#### Entries shown

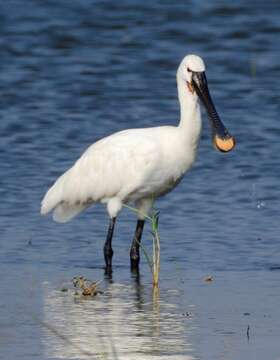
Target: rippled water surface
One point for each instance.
(72, 72)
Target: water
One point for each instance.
(73, 72)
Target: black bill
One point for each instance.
(222, 139)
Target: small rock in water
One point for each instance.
(88, 288)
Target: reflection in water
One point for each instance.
(126, 322)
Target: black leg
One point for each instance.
(134, 250)
(108, 251)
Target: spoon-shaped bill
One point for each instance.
(222, 139)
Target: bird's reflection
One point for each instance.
(126, 321)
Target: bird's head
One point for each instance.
(192, 72)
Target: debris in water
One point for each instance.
(88, 288)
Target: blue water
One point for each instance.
(72, 72)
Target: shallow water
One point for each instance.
(72, 72)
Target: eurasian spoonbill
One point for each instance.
(139, 165)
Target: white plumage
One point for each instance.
(139, 165)
(132, 165)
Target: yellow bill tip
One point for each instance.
(224, 145)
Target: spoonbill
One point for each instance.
(139, 165)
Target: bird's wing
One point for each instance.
(114, 166)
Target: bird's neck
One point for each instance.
(190, 118)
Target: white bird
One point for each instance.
(139, 165)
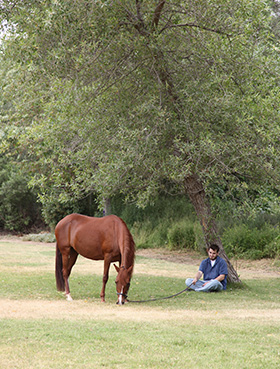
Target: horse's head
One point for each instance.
(123, 283)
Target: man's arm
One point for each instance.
(221, 277)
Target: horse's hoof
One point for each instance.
(68, 297)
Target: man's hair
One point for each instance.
(214, 247)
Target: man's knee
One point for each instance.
(189, 282)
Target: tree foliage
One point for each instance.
(128, 96)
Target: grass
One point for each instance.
(238, 328)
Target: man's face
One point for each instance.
(212, 254)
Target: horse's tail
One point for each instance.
(60, 284)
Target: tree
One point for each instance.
(155, 92)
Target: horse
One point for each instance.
(106, 238)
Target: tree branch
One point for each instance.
(157, 12)
(193, 25)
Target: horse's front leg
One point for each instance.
(107, 262)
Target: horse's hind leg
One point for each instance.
(69, 259)
(107, 262)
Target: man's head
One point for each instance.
(213, 251)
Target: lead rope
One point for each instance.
(160, 298)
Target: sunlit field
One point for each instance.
(238, 328)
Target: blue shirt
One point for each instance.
(220, 267)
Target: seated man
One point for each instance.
(214, 270)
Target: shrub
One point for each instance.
(250, 243)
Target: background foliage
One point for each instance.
(124, 100)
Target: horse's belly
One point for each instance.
(95, 251)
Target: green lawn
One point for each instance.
(238, 328)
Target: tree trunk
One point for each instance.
(195, 190)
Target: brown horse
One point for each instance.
(106, 238)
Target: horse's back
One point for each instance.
(91, 237)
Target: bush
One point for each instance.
(19, 210)
(250, 243)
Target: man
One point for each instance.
(214, 270)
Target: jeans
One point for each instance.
(212, 286)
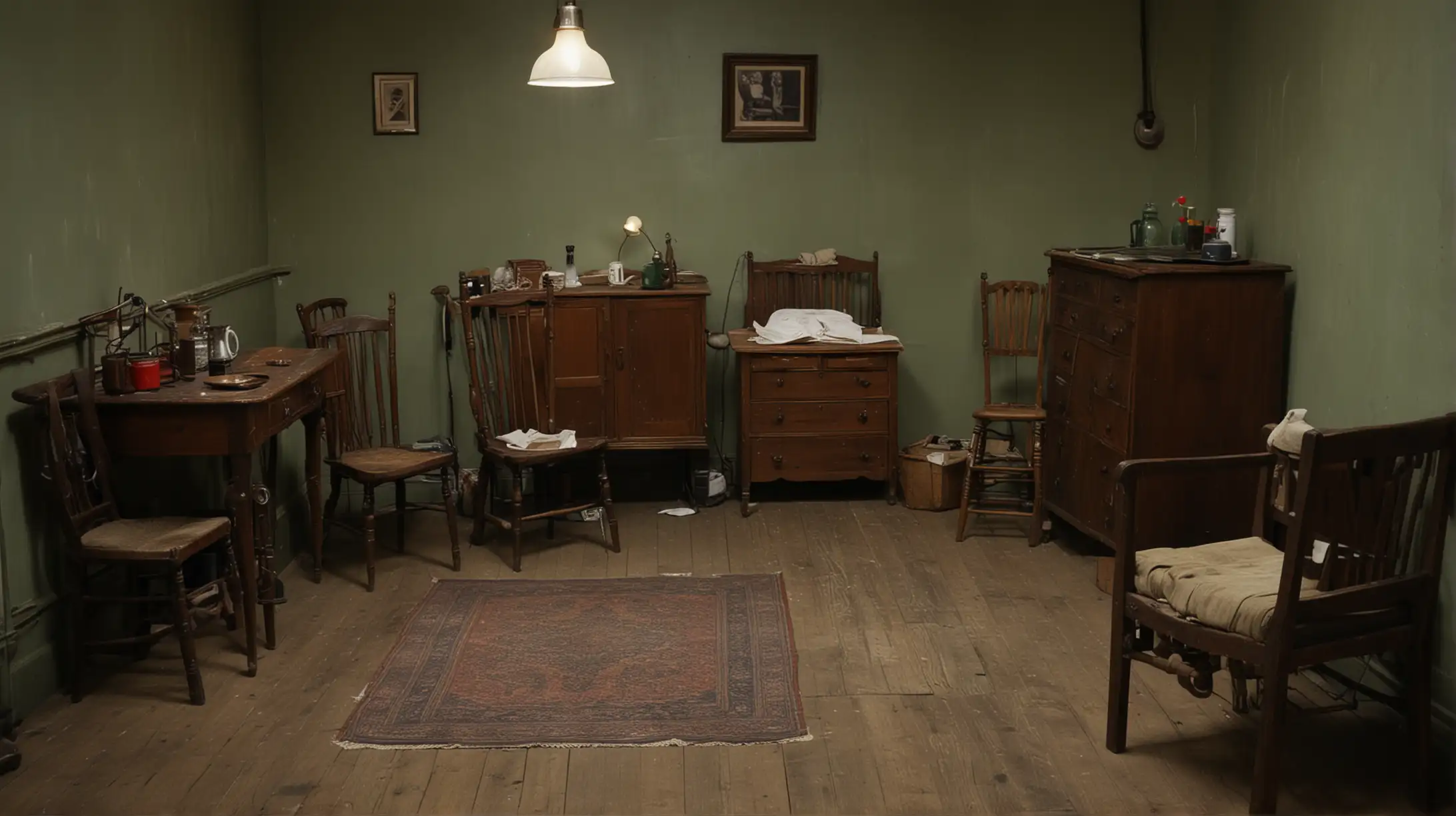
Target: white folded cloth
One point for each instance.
(821, 258)
(536, 441)
(1289, 435)
(813, 325)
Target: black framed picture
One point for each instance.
(771, 97)
(397, 104)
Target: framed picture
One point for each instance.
(397, 104)
(771, 97)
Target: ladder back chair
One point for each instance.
(95, 535)
(1014, 321)
(509, 355)
(363, 433)
(1344, 561)
(849, 285)
(319, 312)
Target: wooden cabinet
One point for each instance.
(816, 413)
(631, 365)
(1153, 360)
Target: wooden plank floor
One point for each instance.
(937, 677)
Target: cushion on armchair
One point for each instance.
(1229, 585)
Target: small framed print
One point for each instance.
(397, 104)
(771, 97)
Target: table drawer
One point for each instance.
(1073, 315)
(1116, 331)
(784, 363)
(857, 362)
(1119, 295)
(290, 407)
(1075, 283)
(819, 385)
(1110, 423)
(819, 458)
(817, 417)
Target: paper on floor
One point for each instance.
(814, 325)
(536, 441)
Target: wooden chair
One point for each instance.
(365, 404)
(509, 353)
(321, 312)
(849, 285)
(1379, 496)
(1014, 318)
(95, 535)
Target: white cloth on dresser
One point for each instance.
(814, 325)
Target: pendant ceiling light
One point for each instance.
(570, 61)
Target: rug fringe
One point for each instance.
(349, 745)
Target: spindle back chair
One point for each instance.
(1381, 499)
(849, 285)
(1014, 323)
(509, 355)
(79, 471)
(321, 312)
(363, 432)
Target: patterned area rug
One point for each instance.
(515, 663)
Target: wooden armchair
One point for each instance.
(849, 285)
(369, 403)
(511, 362)
(95, 535)
(1378, 496)
(319, 312)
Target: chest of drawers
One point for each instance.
(816, 413)
(1159, 360)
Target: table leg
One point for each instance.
(313, 435)
(242, 500)
(270, 589)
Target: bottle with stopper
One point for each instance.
(573, 280)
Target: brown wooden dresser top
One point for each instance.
(1143, 269)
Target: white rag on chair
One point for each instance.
(814, 325)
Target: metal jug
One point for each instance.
(1146, 231)
(222, 343)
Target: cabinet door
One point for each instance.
(659, 360)
(581, 366)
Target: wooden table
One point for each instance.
(817, 411)
(193, 420)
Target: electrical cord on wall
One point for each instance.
(723, 379)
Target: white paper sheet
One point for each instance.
(536, 441)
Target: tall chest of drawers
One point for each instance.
(1157, 360)
(816, 413)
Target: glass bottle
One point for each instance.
(571, 265)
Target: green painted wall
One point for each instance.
(1333, 139)
(950, 146)
(130, 156)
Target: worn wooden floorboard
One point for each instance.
(938, 678)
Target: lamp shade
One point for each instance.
(571, 63)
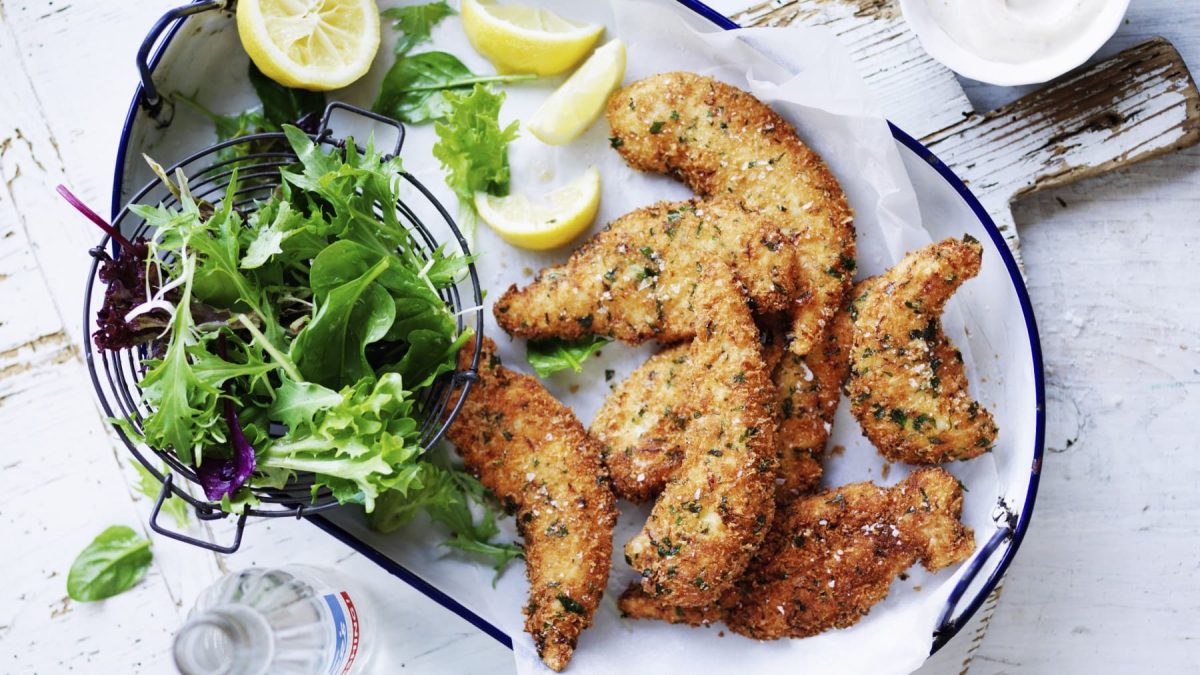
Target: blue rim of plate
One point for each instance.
(1023, 521)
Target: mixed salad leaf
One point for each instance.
(415, 87)
(414, 23)
(473, 148)
(294, 335)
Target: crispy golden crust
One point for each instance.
(635, 280)
(717, 507)
(534, 454)
(907, 384)
(641, 423)
(831, 557)
(808, 392)
(723, 142)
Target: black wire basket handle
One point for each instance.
(204, 513)
(154, 103)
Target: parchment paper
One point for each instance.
(808, 78)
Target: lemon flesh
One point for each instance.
(527, 40)
(576, 105)
(317, 45)
(557, 219)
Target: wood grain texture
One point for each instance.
(1135, 106)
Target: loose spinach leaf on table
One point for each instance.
(111, 565)
(553, 354)
(415, 23)
(447, 496)
(414, 89)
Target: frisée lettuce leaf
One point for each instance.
(294, 335)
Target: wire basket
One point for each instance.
(115, 374)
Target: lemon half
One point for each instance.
(557, 219)
(527, 40)
(576, 105)
(318, 45)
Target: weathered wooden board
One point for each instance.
(1135, 106)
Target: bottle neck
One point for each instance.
(229, 639)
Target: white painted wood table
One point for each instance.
(1104, 583)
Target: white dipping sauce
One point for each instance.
(1015, 31)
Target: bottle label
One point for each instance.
(346, 627)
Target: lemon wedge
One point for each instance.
(527, 40)
(576, 105)
(561, 215)
(318, 45)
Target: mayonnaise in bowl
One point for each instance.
(1013, 41)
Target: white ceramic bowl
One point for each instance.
(953, 55)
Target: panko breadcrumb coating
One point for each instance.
(532, 452)
(717, 507)
(641, 423)
(724, 143)
(907, 384)
(832, 556)
(635, 280)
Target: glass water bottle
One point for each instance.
(294, 620)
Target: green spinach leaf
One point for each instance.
(330, 351)
(553, 354)
(111, 565)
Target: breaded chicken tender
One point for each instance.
(532, 452)
(907, 384)
(723, 142)
(831, 557)
(717, 507)
(808, 389)
(641, 423)
(635, 280)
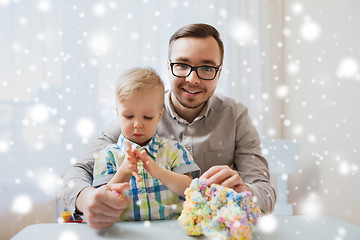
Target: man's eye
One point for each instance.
(207, 69)
(184, 66)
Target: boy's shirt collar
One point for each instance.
(151, 148)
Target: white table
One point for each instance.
(288, 228)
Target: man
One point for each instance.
(217, 131)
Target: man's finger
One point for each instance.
(212, 171)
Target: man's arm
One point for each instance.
(176, 182)
(250, 171)
(80, 175)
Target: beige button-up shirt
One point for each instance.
(222, 134)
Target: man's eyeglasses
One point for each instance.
(184, 70)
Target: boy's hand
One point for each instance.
(130, 161)
(148, 163)
(101, 206)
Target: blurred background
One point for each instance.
(293, 63)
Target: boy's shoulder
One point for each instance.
(110, 149)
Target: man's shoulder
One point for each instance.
(221, 102)
(169, 144)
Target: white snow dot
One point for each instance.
(282, 91)
(347, 68)
(100, 43)
(293, 68)
(85, 127)
(69, 146)
(241, 31)
(99, 9)
(310, 30)
(287, 122)
(4, 2)
(147, 224)
(23, 21)
(223, 13)
(22, 204)
(297, 8)
(268, 224)
(39, 113)
(44, 6)
(4, 146)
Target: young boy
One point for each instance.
(159, 170)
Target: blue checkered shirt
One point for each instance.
(151, 199)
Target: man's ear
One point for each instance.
(168, 65)
(161, 112)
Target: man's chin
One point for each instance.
(190, 105)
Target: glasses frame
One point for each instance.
(194, 69)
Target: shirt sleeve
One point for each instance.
(80, 175)
(183, 162)
(105, 166)
(251, 165)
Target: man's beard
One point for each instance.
(187, 106)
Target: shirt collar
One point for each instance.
(204, 112)
(151, 148)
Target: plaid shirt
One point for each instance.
(151, 199)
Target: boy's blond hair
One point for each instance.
(135, 80)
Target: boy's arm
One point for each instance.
(176, 182)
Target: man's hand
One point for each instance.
(102, 206)
(130, 161)
(225, 176)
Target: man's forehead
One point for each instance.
(207, 61)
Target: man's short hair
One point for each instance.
(198, 30)
(135, 80)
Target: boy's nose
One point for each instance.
(137, 124)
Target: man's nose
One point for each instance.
(193, 78)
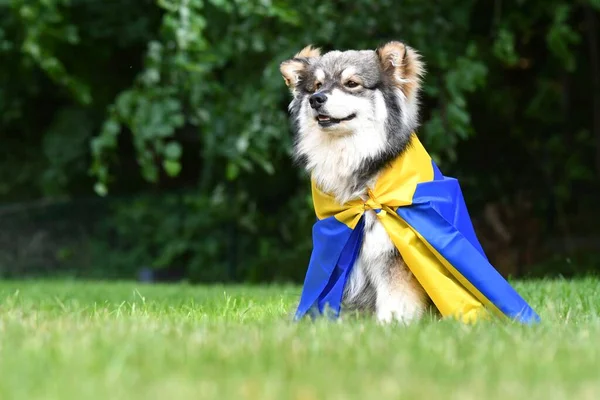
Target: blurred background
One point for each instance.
(149, 139)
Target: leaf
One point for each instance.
(172, 168)
(173, 151)
(100, 189)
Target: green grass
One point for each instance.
(74, 340)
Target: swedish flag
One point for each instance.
(426, 217)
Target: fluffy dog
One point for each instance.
(353, 112)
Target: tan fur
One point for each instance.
(404, 66)
(291, 69)
(308, 52)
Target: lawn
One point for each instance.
(80, 340)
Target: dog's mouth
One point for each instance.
(326, 121)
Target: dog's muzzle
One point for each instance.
(317, 100)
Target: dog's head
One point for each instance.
(353, 111)
(371, 93)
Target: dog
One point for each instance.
(352, 113)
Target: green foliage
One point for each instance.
(136, 96)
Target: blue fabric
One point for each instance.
(440, 216)
(335, 248)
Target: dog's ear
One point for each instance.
(403, 65)
(294, 69)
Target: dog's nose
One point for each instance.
(317, 100)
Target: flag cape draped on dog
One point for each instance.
(426, 217)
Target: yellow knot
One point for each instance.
(371, 203)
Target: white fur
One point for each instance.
(348, 72)
(320, 75)
(333, 154)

########

**Work request**.
Repeat exactly the stretch of the listing above that starts with the line holding "Target: man's short hair" and finishes with the line holding "Target: green foliage", both included. Skip every picture.

**Solution to this task**.
Target: man's short hair
One point for each instance.
(198, 30)
(135, 80)
Target: boy's nose
One point for each instance.
(137, 124)
Target: man's nose
One point for each instance.
(193, 78)
Target: blurred background
One point for each instance.
(149, 139)
Target: leaf
One point for each instance.
(172, 168)
(173, 151)
(100, 189)
Target: green grass
One point for each instance.
(74, 340)
Target: swedish flag
One point for each instance.
(426, 217)
Target: fluffy dog
One point for each instance.
(353, 112)
Target: tan fur
One point for each instance.
(404, 66)
(291, 69)
(308, 52)
Target: lawn
One point for each instance.
(80, 340)
Target: dog's mouth
One point for each instance.
(326, 121)
Target: dog's muzzle
One point for each instance.
(317, 100)
Target: dog's head
One point for each instance.
(353, 111)
(371, 93)
Target: dog
One point for each instance.
(352, 113)
Target: green foliage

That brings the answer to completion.